Passage shown
============================================================

JDS... his striking is not as effective as lots of people thought, stamina is poor too, I thing he can't deal with Lesner.


----------



## kantowrestler (Jun 6, 2009)

Well we know that Cain can go three rounds at least!:thumbsup:


----------



## Guy Incognito (Apr 3, 2010)

Roflcopter said:


> Who the hell cares? Emeliafake-o is irrelevent along with the rest of the SF HW division.


----------



## kantowrestler (Jun 6, 2009)

This is nice, who got this clip?


----------



## the.dinn (Jun 22, 2010)

Fiodor vs Overeem would be epic.
I hope that fight will be not sooner then the end of next year. I think Fiodor is not in good shape. He weight about 230 lbs, and to fight with Overeem he should weight at least 243 lbs. What do you think about it?

Lesner 265 - Cain 243 ...we'll see how it works


----------



## Rauno (Nov 20, 2009)

the.dinn said:


> I think that now the best are:
> 
> Overeem - after last fight against Carwin, Lesner shew he has poor skills, Overeem would defeat him even easily.
> 
> ...


Overeem would defeat him *even easily*? You do know that Carwin lost, right? :sarcastic12:


----------



## the.dinn (Jun 22, 2010)

Rauno™ said:


> Overeem would defeat him *even easily*? You do know that Carwin lost, right? :sarcastic12:


Overeem can fight like Carwin, but all 5 rounds and his graplling is much more better.


----------



## BrutalKO (Oct 5, 2006)

Bknmax said:


> Well at least the good news is that Fedor will fight about 4 more fights


...Good post for being a true fans of MMA because you appreciate what Fedor has accomplished and the pure class & humbleness he's brought to the sport. I think all (true) MMA fans should feel the same way instead of feeding into Dana's jealously and Rogan's 2-faced comments that Fedor is "irrevelant". Such terrible lack of respect for a man who has clearly earned it over all these years. Even if Fedor signed with the UFC, who says he couldn't win the title? He has all the tools to do so and everyone knows it...


----------



## kantowrestler (Jun 6, 2009)

Yeah he was humble even in defeat!:thumbsup:


----------



## RoeNoMo (Jul 12, 2010)

I think its great that Fedor is resigning. How could he possible go without a rematch against Werdum? Not to mention I'd want to watch Overeem/Fedor at least.


----------



## kantowrestler (Jun 6, 2009)

Yeah those are definately two matches that hopefully will happen!


----------



## FrodoFraggins (Oct 25, 2009)

============================================================

Recorded data

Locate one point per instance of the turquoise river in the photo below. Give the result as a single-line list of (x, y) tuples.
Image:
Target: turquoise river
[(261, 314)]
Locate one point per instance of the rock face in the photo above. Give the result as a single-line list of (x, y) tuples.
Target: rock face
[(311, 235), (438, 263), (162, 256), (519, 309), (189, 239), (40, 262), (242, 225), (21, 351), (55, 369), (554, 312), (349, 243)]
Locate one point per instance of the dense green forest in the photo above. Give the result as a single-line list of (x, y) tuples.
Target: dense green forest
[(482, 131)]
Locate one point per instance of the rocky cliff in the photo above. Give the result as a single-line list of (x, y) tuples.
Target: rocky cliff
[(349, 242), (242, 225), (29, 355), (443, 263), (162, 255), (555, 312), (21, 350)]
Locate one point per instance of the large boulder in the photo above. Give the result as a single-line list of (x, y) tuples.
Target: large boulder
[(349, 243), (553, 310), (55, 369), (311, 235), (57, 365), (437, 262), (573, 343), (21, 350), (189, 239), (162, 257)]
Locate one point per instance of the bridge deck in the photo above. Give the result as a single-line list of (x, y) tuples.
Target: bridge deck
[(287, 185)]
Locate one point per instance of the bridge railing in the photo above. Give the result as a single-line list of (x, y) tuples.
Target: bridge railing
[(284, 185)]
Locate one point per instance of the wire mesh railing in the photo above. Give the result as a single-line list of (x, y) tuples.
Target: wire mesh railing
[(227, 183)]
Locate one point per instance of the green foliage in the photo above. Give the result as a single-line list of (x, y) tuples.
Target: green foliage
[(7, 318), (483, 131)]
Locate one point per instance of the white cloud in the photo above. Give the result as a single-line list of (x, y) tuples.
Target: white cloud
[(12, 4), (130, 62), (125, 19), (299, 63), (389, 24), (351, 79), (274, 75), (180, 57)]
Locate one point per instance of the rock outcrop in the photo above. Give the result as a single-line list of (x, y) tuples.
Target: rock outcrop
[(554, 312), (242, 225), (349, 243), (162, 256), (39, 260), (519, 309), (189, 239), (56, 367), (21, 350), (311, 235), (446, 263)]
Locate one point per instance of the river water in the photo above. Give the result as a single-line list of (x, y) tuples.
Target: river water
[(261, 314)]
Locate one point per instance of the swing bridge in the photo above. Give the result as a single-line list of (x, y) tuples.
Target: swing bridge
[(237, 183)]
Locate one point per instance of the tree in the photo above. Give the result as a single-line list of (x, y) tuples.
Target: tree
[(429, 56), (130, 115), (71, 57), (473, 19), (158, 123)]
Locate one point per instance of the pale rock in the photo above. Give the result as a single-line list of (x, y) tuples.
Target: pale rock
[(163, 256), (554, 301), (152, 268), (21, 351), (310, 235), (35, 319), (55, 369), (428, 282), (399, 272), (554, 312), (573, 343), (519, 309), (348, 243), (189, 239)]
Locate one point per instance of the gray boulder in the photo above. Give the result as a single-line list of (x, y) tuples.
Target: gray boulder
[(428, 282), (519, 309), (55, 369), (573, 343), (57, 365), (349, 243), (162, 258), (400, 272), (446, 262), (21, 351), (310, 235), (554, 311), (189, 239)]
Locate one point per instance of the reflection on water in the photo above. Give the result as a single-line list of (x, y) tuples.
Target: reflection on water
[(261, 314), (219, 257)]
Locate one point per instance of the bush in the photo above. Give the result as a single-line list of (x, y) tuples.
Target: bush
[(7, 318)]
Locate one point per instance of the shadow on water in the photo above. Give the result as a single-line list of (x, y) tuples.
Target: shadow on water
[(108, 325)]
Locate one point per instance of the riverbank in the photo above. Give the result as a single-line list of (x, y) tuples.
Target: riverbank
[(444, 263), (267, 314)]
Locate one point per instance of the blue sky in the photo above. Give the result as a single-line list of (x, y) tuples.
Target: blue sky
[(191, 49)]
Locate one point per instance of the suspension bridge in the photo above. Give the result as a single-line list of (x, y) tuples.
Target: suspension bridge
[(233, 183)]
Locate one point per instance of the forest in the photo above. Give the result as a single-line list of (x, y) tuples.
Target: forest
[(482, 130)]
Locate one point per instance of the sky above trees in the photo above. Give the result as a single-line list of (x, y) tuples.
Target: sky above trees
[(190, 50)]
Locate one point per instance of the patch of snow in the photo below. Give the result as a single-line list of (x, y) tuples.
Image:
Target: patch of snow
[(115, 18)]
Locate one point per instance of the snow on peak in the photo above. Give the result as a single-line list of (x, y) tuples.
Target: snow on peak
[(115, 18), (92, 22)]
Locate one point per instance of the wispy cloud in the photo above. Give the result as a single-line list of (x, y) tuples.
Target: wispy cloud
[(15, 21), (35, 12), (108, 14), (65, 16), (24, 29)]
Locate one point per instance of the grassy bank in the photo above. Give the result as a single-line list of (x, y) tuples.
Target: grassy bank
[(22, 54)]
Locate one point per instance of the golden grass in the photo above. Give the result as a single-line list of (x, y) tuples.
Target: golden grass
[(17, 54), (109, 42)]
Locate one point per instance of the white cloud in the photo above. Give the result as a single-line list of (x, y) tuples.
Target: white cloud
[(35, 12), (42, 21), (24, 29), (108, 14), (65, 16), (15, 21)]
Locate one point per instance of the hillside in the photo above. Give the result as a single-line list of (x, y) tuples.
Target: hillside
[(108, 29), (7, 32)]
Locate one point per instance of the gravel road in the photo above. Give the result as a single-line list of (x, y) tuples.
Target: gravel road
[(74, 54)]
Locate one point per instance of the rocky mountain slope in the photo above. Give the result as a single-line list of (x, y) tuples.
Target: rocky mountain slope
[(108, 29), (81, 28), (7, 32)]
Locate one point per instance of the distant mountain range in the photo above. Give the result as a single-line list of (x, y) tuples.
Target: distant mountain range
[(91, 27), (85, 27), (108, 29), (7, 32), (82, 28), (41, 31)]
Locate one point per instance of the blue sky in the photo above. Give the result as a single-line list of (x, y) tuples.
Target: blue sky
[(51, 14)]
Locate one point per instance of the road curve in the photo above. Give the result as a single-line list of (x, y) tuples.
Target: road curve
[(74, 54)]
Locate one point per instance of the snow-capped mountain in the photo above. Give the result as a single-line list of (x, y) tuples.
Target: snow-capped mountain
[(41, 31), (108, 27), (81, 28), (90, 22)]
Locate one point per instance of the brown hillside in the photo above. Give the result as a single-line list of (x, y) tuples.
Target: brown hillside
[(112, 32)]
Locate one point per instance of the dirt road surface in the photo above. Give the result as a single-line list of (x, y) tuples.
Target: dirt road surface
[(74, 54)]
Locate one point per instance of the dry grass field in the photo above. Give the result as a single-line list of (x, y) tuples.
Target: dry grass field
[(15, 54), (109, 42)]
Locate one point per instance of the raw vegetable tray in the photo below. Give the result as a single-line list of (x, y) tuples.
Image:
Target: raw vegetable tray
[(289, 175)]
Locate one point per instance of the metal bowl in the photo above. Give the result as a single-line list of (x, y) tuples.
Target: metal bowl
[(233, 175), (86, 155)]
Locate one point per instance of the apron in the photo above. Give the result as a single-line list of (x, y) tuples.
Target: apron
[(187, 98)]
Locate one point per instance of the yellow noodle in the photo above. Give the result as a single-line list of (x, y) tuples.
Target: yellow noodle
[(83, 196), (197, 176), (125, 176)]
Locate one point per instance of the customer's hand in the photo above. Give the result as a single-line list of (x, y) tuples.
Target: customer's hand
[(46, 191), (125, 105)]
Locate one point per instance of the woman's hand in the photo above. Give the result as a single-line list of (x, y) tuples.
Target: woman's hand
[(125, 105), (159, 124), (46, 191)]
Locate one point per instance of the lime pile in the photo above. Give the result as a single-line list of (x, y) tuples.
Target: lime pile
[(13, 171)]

============================================================

Jobs
**a)** Reproduce word for word the part of the fighting forum thread starting at "I think its" and ending at "Overeem/Fedor at least.".
**b)** Quote only the lines of the listing starting at the line that contains "Locate one point per instance of the bridge deck" and ending at the line that contains "[(7, 318), (483, 131)]", with both of those lines included.
The forum thread and the listing are unrelated to each other.

Answers for the exercise
**a)**
I think its great that Fedor is resigning. How could he possible go without a rematch against Werdum? Not to mention I'd want to watch Overeem/Fedor at least.

**b)**
Locate one point per instance of the bridge deck in the photo above. Give the result as a single-line list of (x, y) tuples.
Target: bridge deck
[(287, 185)]
Locate one point per instance of the bridge railing in the photo above. Give the result as a single-line list of (x, y) tuples.
Target: bridge railing
[(284, 185)]
Locate one point per instance of the wire mesh railing in the photo above. Give the result as a single-line list of (x, y) tuples.
Target: wire mesh railing
[(227, 183)]
Locate one point per instance of the green foliage in the photo above. Give the result as a single-line list of (x, y) tuples.
Target: green foliage
[(7, 318), (483, 131)]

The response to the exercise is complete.